TEXT ▸
------------------------

Die bayerische Polizei geht neue Wege bei der Nachwuchsgewinnung: In Oberfranken können Schülerinnen und Schüler ausprobieren, ob sie den sportlichen Einstellungstest bei der Polizei bestehen würden.

Manche fangen schon beim Warmlaufen hörbar zu schnaufen an. Spätestens bei den Übungen geraten alle der etwa 20 Schülerinnen und Schüler in der Turnhalle der Fachoberschule und beruflichen Oberschule (FOS/BOS) Bayreuth ins Schwitzen: Bankdrücken, Pendellauf und Bankspringen stehen in der heutigen Sportstunde auf dem Programm. Kraft, Ausdauer und Koordination sind gefragt. Zu Gast sind Beamtinnen und Beamte der Polizei in Sportklamotten. Die Zwölftklässler - in wenigen Monaten machen sie ihren Abschluss - probieren aus, ob sie den sportlichen Einstellungstest bei der Polizei bestehen würden.

------------------------

ERFASSTE DATEN ▸
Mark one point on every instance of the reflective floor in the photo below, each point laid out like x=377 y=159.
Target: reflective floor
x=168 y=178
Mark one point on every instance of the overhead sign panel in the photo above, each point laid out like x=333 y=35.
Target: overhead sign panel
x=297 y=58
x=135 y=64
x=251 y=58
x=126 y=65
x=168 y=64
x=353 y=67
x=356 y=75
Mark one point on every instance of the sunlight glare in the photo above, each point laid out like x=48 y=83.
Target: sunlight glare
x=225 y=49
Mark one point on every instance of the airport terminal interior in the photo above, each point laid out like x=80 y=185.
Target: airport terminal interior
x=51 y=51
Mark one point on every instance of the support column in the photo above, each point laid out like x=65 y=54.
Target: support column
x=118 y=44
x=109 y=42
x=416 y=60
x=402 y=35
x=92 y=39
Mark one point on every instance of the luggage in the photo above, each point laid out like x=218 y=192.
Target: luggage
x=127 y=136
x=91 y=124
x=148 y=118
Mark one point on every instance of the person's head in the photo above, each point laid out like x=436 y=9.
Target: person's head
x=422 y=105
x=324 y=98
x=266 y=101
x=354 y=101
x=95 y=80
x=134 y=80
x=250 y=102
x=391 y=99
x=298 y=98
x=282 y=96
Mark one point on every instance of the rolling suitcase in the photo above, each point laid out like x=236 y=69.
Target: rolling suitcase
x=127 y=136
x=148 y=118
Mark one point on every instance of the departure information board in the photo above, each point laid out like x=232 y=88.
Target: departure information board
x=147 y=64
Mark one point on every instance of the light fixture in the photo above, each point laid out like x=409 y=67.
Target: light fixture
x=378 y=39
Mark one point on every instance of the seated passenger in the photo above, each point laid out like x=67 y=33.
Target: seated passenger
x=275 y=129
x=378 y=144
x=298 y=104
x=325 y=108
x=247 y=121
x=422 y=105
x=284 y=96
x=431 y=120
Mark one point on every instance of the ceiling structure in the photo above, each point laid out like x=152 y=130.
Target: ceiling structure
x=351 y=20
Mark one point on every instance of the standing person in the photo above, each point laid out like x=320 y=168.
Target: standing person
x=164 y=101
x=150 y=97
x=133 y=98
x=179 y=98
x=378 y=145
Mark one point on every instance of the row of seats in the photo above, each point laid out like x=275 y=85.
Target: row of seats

------------------------

AUFGABEN ▸
A. Welche drei Übungen stehen laut dem Text heute in der Sportstunde auf dem Programm?
B. Zitiere aus dem Text wörtlich die Stelle von „Manche fangen schon“ bis „der Polizei bestehen würden.“.

ERGEBNISSE JE AUFGABE ▸
A. Bankdrücken, Pendellauf und Bankspringen.

B.
Manche fangen schon beim Warmlaufen hörbar zu schnaufen an. Spätestens bei den Übungen geraten alle der etwa 20 Schülerinnen und Schüler in der Turnhalle der Fachoberschule und beruflichen Oberschule (FOS/BOS) Bayreuth ins Schwitzen: Bankdrücken, Pendellauf und Bankspringen stehen in der heutigen Sportstunde auf dem Programm. Kraft, Ausdauer und Koordination sind gefragt. Zu Gast sind Beamtinnen und Beamte der Polizei in Sportklamotten. Die Zwölftklässler - in wenigen Monaten machen sie ihren Abschluss - probieren aus, ob sie den sportlichen Einstellungstest bei der Polizei bestehen würden.